(Excerpts from point annotation data)

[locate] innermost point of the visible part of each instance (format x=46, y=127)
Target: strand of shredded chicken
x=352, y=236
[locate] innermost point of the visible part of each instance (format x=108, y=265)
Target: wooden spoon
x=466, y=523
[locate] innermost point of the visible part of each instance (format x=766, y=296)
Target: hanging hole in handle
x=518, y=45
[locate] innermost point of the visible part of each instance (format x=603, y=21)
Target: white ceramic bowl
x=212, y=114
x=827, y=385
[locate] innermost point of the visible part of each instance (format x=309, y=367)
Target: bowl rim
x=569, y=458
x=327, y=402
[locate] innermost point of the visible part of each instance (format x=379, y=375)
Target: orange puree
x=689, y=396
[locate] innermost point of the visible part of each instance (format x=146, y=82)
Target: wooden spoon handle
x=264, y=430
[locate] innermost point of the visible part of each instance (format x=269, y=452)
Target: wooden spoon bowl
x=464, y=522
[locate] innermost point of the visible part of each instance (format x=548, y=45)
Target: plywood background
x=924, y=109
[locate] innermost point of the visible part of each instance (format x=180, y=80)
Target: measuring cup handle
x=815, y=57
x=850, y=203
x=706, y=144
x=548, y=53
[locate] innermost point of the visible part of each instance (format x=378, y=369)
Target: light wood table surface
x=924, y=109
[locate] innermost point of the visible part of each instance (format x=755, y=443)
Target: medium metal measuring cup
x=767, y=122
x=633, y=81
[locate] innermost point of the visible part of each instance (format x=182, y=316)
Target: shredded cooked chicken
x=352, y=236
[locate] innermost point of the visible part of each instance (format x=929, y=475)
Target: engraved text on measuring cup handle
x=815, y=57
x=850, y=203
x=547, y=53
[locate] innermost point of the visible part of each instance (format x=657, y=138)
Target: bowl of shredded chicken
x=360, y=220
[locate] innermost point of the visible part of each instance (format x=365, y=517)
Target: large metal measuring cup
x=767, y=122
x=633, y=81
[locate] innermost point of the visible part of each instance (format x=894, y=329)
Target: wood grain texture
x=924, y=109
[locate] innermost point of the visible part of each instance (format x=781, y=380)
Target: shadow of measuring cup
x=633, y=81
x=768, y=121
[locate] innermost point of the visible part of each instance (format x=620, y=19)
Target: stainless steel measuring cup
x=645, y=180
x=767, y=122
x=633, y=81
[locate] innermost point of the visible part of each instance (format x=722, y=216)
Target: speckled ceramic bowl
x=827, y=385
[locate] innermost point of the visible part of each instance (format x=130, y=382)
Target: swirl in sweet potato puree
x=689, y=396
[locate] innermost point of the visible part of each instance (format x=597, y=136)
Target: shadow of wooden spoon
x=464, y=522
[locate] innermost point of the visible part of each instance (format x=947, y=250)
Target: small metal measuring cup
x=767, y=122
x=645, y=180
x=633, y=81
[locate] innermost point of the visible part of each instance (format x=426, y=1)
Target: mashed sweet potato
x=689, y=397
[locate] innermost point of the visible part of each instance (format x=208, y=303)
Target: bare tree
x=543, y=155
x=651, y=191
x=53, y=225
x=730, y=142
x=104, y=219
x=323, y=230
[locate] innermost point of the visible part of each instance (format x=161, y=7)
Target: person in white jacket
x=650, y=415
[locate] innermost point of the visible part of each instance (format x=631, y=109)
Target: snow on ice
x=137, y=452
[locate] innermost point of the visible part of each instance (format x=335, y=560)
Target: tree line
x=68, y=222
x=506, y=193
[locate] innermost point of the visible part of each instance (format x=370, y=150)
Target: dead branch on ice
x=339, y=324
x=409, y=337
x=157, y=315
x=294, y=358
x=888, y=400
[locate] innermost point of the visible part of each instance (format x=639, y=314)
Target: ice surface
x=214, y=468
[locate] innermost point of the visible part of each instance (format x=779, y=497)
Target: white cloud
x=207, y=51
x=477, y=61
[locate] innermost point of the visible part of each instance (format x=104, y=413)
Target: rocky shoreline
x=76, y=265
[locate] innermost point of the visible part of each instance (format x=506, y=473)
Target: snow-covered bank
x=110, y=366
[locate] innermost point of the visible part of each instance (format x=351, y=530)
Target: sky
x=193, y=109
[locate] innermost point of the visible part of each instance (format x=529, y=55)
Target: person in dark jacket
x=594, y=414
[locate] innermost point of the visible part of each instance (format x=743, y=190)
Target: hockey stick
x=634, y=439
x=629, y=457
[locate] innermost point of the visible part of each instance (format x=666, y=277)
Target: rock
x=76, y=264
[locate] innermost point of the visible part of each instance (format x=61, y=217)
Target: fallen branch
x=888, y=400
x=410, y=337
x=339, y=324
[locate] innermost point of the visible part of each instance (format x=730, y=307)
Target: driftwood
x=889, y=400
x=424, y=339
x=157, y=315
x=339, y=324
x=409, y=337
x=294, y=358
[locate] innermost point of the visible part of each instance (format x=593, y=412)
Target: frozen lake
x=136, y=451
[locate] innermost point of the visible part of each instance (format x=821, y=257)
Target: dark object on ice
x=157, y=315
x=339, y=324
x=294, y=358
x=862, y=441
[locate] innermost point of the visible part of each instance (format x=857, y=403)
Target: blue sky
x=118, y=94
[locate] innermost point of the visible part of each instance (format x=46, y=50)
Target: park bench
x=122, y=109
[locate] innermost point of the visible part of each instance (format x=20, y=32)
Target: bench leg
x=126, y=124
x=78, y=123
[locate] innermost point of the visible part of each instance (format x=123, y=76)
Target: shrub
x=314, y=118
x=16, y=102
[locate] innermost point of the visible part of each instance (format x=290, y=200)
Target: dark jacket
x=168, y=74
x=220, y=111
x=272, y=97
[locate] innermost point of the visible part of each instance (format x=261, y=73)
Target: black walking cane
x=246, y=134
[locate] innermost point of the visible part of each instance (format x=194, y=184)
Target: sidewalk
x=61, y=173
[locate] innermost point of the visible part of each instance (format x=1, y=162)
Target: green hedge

__What is expected__. Rewrite all of the lines above, substituting "central point" for every occurrence of "innermost point" and leaving everything else unchanged.

__Full answer__.
[locate] central point of the visible part of each instance (format x=46, y=127)
Target: strand of shredded chicken
x=352, y=236
[locate] central point of the visible part of each instance (format x=108, y=265)
Target: wooden spoon
x=466, y=523
[locate] central point of the visible part of each instance (format x=766, y=296)
Target: hanging hole in handle
x=518, y=45
[locate] central point of the visible part of each instance (format x=603, y=21)
Target: white ceramic bowl
x=212, y=114
x=827, y=385
[locate] central point of the visible part of each instance (format x=309, y=367)
Target: bowl rim
x=569, y=458
x=327, y=402
[locate] central point of the visible part of each instance (format x=379, y=375)
Target: orange puree
x=689, y=396
[locate] central point of the visible part of each instance (format x=146, y=82)
Target: wooden spoon handle
x=264, y=430
[locate] central point of the visible part of each instance (format x=269, y=452)
Target: wooden spoon bowl
x=464, y=522
[locate] central point of the visible part of each instance (format x=548, y=45)
Target: plywood background
x=924, y=109
[locate] central point of the visible part of each instance (format x=180, y=80)
Target: measuring cup handle
x=815, y=57
x=850, y=203
x=706, y=144
x=548, y=53
[locate] central point of the visible part of each instance (format x=378, y=369)
Target: light wood table surface
x=924, y=109
[locate] central point of the visible part of each instance (format x=755, y=443)
Target: medium metal measuring cup
x=767, y=122
x=633, y=81
[locate] central point of the visible part of each instance (format x=182, y=316)
Target: shredded cooked chicken
x=352, y=236
[locate] central point of the visible part of each instance (format x=929, y=475)
Target: engraved text on measuring cup handle
x=815, y=57
x=850, y=203
x=547, y=53
[locate] central point of the visible part of each instance (format x=657, y=138)
Target: bowl of shredded chicken
x=360, y=220
[locate] central point of the visible part of each instance (format x=365, y=517)
Target: large metal measuring cup
x=767, y=122
x=633, y=81
[locate] central point of the visible part of each instance (format x=894, y=329)
Target: wood grain texture
x=924, y=109
[locate] central point of the visible part of each instance (format x=781, y=380)
Target: shadow of measuring cup
x=633, y=81
x=768, y=121
[locate] central point of the visible part of each instance (format x=620, y=19)
Target: stainless steel measuring cup
x=645, y=180
x=767, y=122
x=633, y=81
[locate] central point of the visible part of each instance (format x=722, y=216)
Target: speckled ceramic bowl
x=827, y=385
[locate] central point of the visible part of each instance (format x=130, y=382)
Target: swirl in sweet potato puree
x=689, y=396
[locate] central point of the visible part of each instance (format x=597, y=136)
Target: shadow of wooden spoon
x=464, y=522
[locate] central point of the visible part of each instance (format x=947, y=250)
Target: small metal measuring cup
x=767, y=122
x=645, y=180
x=633, y=81
[locate] central point of the visible part of each instance (format x=426, y=1)
Target: mashed sweet potato
x=689, y=397
[locate] central point of the visible part of each instance (format x=208, y=303)
Target: bare tree
x=543, y=155
x=651, y=191
x=53, y=225
x=730, y=142
x=104, y=219
x=323, y=230
[locate] central point of the visible part of each instance (format x=161, y=7)
Target: person in white jacket
x=650, y=415
[locate] central point of the visible part of each instance (format x=631, y=109)
Target: snow on ice
x=137, y=452
[locate] central point of the visible part of each instance (format x=335, y=560)
Target: tree line
x=68, y=222
x=506, y=193
[locate] central point of the visible part of each instance (format x=370, y=150)
Target: dead branch on ice
x=339, y=324
x=409, y=337
x=157, y=315
x=294, y=358
x=888, y=400
[locate] central point of the visible part of each instance (format x=639, y=314)
Target: ice surface
x=214, y=468
[locate] central point of the visible part of each instance (format x=779, y=497)
Target: white cloud
x=207, y=51
x=477, y=61
[locate] central point of the visible part of each instance (format x=104, y=413)
Target: rocky shoreline
x=76, y=265
[locate] central point of the visible part of each instance (format x=506, y=473)
Target: snow-covered bank
x=110, y=366
[locate] central point of the visible part of each instance (format x=351, y=530)
Target: sky
x=193, y=109
[locate] central point of the visible part of each instance (format x=529, y=55)
Target: person in dark jacket
x=594, y=414
[locate] central point of the visible part of each instance (format x=743, y=190)
Target: hockey stick
x=634, y=439
x=629, y=457
[locate] central point of the visible part of each instance (format x=666, y=277)
Target: rock
x=76, y=264
[locate] central point of the visible part of each instance (format x=61, y=217)
Target: fallen branch
x=888, y=400
x=410, y=337
x=339, y=324
[locate] central point of the visible part of each instance (format x=730, y=307)
Target: driftwood
x=889, y=400
x=424, y=339
x=157, y=315
x=339, y=324
x=409, y=337
x=294, y=358
[locate] central point of the visible part of each instance (format x=593, y=412)
Target: frozen lake
x=136, y=451
[locate] central point of the visible part of each instance (format x=821, y=257)
Target: dark object on ice
x=157, y=315
x=339, y=324
x=294, y=358
x=862, y=441
[locate] central point of the visible part of each instance (format x=857, y=403)
Target: blue sky
x=118, y=94
[locate] central point of the visible part of each instance (format x=46, y=50)
Target: park bench
x=122, y=109
[locate] central point of the visible part of each instance (format x=20, y=32)
Target: bench leg
x=126, y=124
x=78, y=123
[locate] central point of the visible part of each instance (format x=123, y=76)
Target: shrub
x=314, y=118
x=16, y=102
[locate] central point of the visible part of each instance (format x=290, y=200)
Target: dark jacket
x=168, y=74
x=220, y=111
x=272, y=97
[locate] central point of the visible part of each instance (format x=261, y=73)
Target: black walking cane
x=246, y=134
[locate] central point of the visible part of each instance (format x=194, y=184)
Target: sidewalk
x=61, y=173
[locate] central point of the visible part of each instance (format x=1, y=162)
Target: green hedge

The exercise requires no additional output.